**Description of the task:**
Extract all lines from the data beneath that include the word "every".
*** Source material ***
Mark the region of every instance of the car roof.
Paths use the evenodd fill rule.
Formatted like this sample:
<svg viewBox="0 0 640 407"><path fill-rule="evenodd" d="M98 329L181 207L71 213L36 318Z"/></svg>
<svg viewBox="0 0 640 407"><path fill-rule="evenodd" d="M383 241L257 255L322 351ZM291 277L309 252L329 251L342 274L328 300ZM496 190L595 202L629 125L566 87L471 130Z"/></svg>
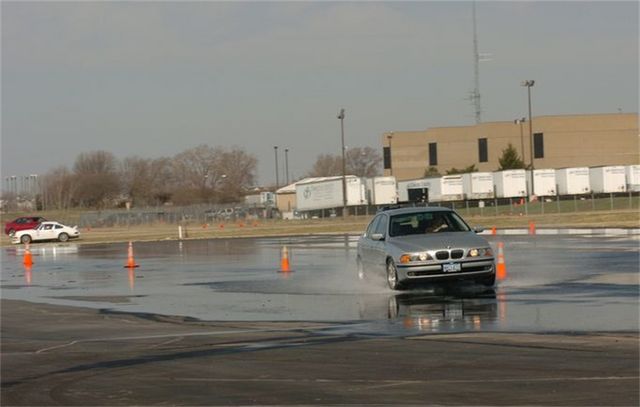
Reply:
<svg viewBox="0 0 640 407"><path fill-rule="evenodd" d="M48 220L48 221L46 221L46 222L41 222L40 224L41 224L41 225L62 225L62 223L60 223L60 222L54 222L54 221L52 221L52 220Z"/></svg>
<svg viewBox="0 0 640 407"><path fill-rule="evenodd" d="M409 208L394 208L383 210L380 213L387 213L389 216L393 215L408 215L411 213L424 213L424 212L452 212L451 208L443 208L440 206L413 206Z"/></svg>

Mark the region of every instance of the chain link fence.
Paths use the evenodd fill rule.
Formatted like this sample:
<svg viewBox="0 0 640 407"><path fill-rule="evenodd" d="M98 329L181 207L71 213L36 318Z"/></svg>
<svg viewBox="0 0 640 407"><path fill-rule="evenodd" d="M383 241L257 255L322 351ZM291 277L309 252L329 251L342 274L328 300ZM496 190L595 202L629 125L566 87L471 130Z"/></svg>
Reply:
<svg viewBox="0 0 640 407"><path fill-rule="evenodd" d="M209 224L238 220L269 219L277 216L271 207L249 205L192 205L114 209L85 212L80 215L80 227L135 226L152 224Z"/></svg>
<svg viewBox="0 0 640 407"><path fill-rule="evenodd" d="M527 202L526 198L501 198L433 202L428 205L452 208L463 216L525 216L570 212L639 210L640 192L554 196L540 198L535 202ZM375 206L348 208L350 216L372 216L379 209L379 207ZM302 213L299 217L323 219L341 217L341 215L341 208L336 208ZM271 207L192 205L83 212L80 215L78 226L93 228L153 224L202 225L278 218L280 218L280 214Z"/></svg>

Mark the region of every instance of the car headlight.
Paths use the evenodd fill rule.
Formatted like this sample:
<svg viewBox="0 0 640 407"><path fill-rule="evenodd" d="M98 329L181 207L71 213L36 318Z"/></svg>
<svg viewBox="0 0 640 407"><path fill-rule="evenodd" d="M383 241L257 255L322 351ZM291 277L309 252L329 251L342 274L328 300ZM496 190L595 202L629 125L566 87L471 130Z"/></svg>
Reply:
<svg viewBox="0 0 640 407"><path fill-rule="evenodd" d="M490 247L481 247L469 250L469 257L493 257L493 250Z"/></svg>
<svg viewBox="0 0 640 407"><path fill-rule="evenodd" d="M405 253L400 256L400 263L407 264L414 261L427 261L433 260L433 257L427 252L424 253Z"/></svg>

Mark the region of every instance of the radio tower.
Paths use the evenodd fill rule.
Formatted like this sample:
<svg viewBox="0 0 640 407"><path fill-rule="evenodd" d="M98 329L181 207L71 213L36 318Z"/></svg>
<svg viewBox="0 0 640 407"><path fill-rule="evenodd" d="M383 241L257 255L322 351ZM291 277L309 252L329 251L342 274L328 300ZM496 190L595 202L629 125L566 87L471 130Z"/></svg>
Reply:
<svg viewBox="0 0 640 407"><path fill-rule="evenodd" d="M473 7L473 74L474 89L469 92L469 100L473 103L476 116L476 124L480 123L480 114L482 107L480 106L480 62L491 61L491 54L481 54L478 52L478 33L476 30L476 2L471 3Z"/></svg>
<svg viewBox="0 0 640 407"><path fill-rule="evenodd" d="M476 124L479 124L482 120L480 114L482 113L482 107L480 105L480 53L478 52L478 33L476 31L476 2L472 3L473 6L473 76L474 76L474 89L471 92L471 102L475 109Z"/></svg>

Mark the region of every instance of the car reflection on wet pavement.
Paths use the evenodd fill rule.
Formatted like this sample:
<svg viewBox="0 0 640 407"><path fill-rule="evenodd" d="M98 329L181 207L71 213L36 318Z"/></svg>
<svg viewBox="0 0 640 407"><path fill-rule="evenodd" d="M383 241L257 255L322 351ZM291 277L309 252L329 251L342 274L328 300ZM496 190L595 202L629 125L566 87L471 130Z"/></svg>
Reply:
<svg viewBox="0 0 640 407"><path fill-rule="evenodd" d="M507 278L393 292L359 281L357 236L49 244L2 253L2 296L207 321L338 322L363 335L638 329L638 235L488 236ZM283 246L291 272L278 270Z"/></svg>

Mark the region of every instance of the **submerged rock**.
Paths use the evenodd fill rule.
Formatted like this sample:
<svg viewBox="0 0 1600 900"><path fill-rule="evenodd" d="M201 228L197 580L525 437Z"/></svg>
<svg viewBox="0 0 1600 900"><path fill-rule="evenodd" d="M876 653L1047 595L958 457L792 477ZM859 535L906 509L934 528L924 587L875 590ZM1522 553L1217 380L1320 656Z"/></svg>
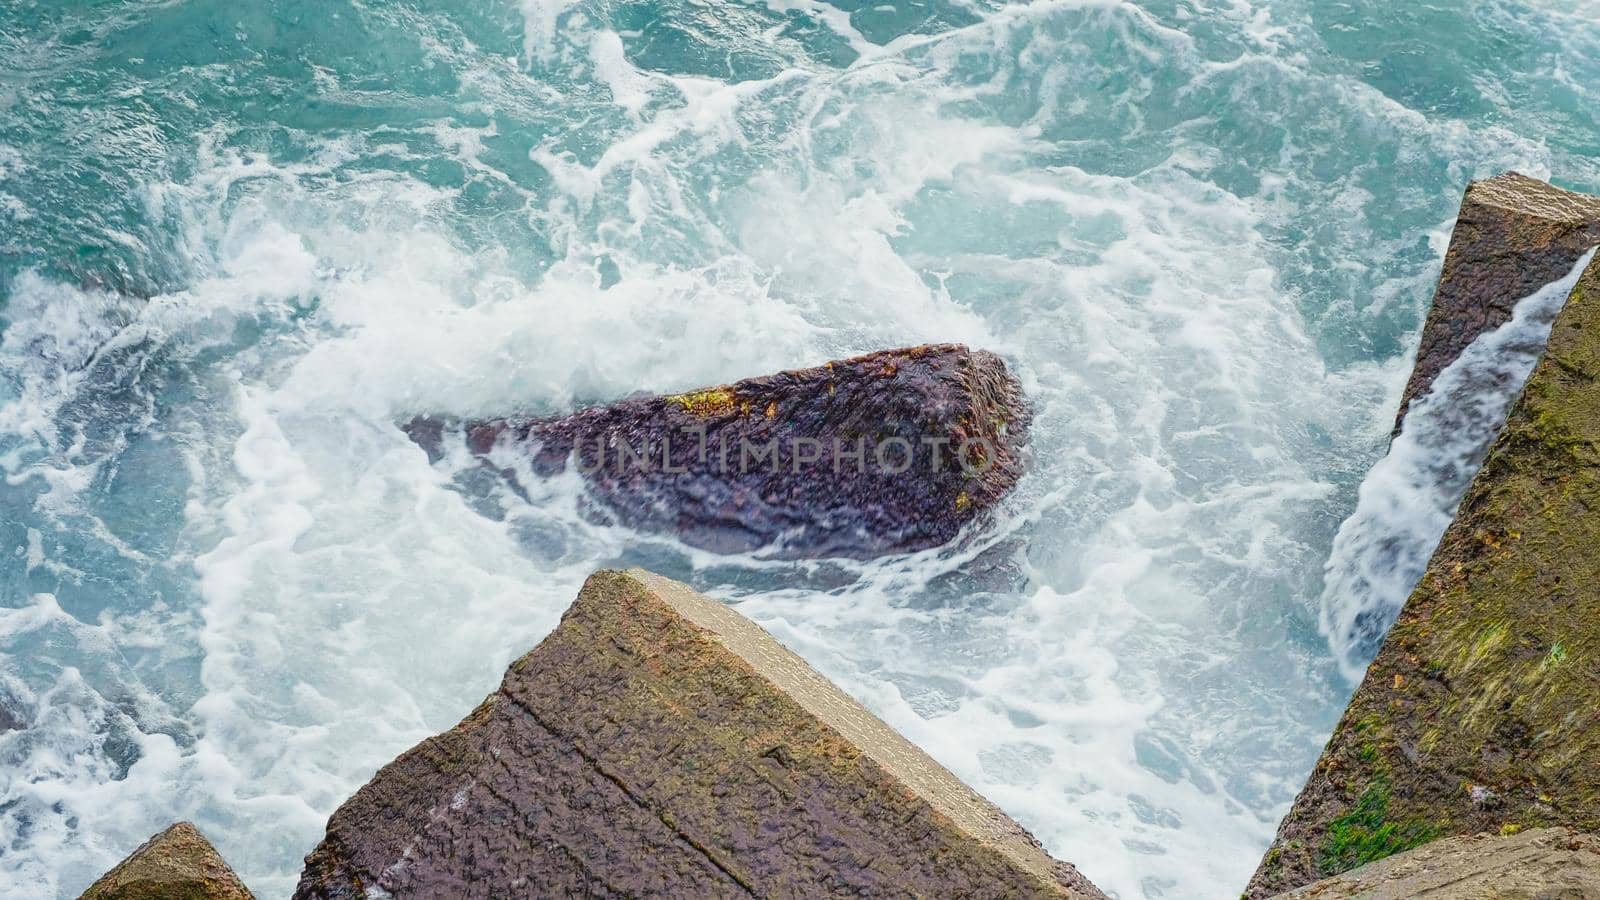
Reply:
<svg viewBox="0 0 1600 900"><path fill-rule="evenodd" d="M199 829L179 822L100 876L79 900L252 900Z"/></svg>
<svg viewBox="0 0 1600 900"><path fill-rule="evenodd" d="M870 557L946 543L1022 473L1022 390L992 353L885 350L560 418L407 432L492 465L574 466L603 516L715 552Z"/></svg>
<svg viewBox="0 0 1600 900"><path fill-rule="evenodd" d="M1597 511L1600 259L1249 896L1451 835L1600 830Z"/></svg>
<svg viewBox="0 0 1600 900"><path fill-rule="evenodd" d="M1505 324L1518 300L1565 275L1597 243L1600 197L1516 172L1468 185L1395 432L1411 401L1468 344Z"/></svg>
<svg viewBox="0 0 1600 900"><path fill-rule="evenodd" d="M1447 838L1281 900L1582 900L1600 897L1600 838L1566 828Z"/></svg>
<svg viewBox="0 0 1600 900"><path fill-rule="evenodd" d="M295 896L388 894L1101 896L754 623L640 570L591 576L340 807Z"/></svg>

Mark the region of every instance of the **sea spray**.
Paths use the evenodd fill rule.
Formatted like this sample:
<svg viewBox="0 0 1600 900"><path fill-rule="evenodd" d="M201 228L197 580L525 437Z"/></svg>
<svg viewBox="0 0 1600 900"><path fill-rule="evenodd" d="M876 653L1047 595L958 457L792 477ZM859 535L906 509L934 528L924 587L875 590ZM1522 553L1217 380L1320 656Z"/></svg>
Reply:
<svg viewBox="0 0 1600 900"><path fill-rule="evenodd" d="M1343 702L1318 567L1430 236L1471 177L1600 184L1596 30L1520 2L106 9L0 13L29 900L178 817L287 895L322 816L636 563L1103 887L1228 896ZM926 341L1005 356L1035 457L911 556L714 557L397 427Z"/></svg>

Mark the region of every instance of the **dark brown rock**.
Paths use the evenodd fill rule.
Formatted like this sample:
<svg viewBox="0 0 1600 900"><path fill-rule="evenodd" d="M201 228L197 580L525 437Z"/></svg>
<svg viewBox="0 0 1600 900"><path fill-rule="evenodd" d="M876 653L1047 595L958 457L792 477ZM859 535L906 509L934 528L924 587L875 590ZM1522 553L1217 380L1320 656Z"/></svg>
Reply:
<svg viewBox="0 0 1600 900"><path fill-rule="evenodd" d="M754 623L640 570L328 822L295 896L1101 896Z"/></svg>
<svg viewBox="0 0 1600 900"><path fill-rule="evenodd" d="M1450 835L1600 831L1600 260L1249 888Z"/></svg>
<svg viewBox="0 0 1600 900"><path fill-rule="evenodd" d="M560 418L406 429L434 453L464 438L508 475L577 466L602 517L693 546L870 557L946 543L992 506L1022 473L1028 423L998 356L931 344Z"/></svg>
<svg viewBox="0 0 1600 900"><path fill-rule="evenodd" d="M1600 197L1516 172L1468 185L1395 432L1411 401L1468 344L1505 324L1518 300L1567 274L1597 243Z"/></svg>
<svg viewBox="0 0 1600 900"><path fill-rule="evenodd" d="M1434 841L1281 900L1585 900L1600 897L1600 838L1566 828Z"/></svg>
<svg viewBox="0 0 1600 900"><path fill-rule="evenodd" d="M79 900L252 900L198 829L179 822L100 876Z"/></svg>

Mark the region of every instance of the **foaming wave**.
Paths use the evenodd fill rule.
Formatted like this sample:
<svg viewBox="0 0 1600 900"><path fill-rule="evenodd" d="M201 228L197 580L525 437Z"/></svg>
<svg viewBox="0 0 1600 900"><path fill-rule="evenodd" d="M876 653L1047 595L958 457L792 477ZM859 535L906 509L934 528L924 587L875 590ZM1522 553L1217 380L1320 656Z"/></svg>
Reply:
*** End of Source material ***
**Finished exercise:**
Mark the region of every instance of the car roof.
Mark the region of every instance of the chain link fence.
Mark the region of every instance of the car headlight.
Mark the region of every instance of the radio tower.
Mark the region of every instance of the car reflection on wet pavement.
Mark the region of every instance of the **submerged rock**.
Mark the region of every instance of the **sea spray**.
Mark the region of every instance of the **dark brown rock**.
Mark the region of every instance of the **foaming wave**.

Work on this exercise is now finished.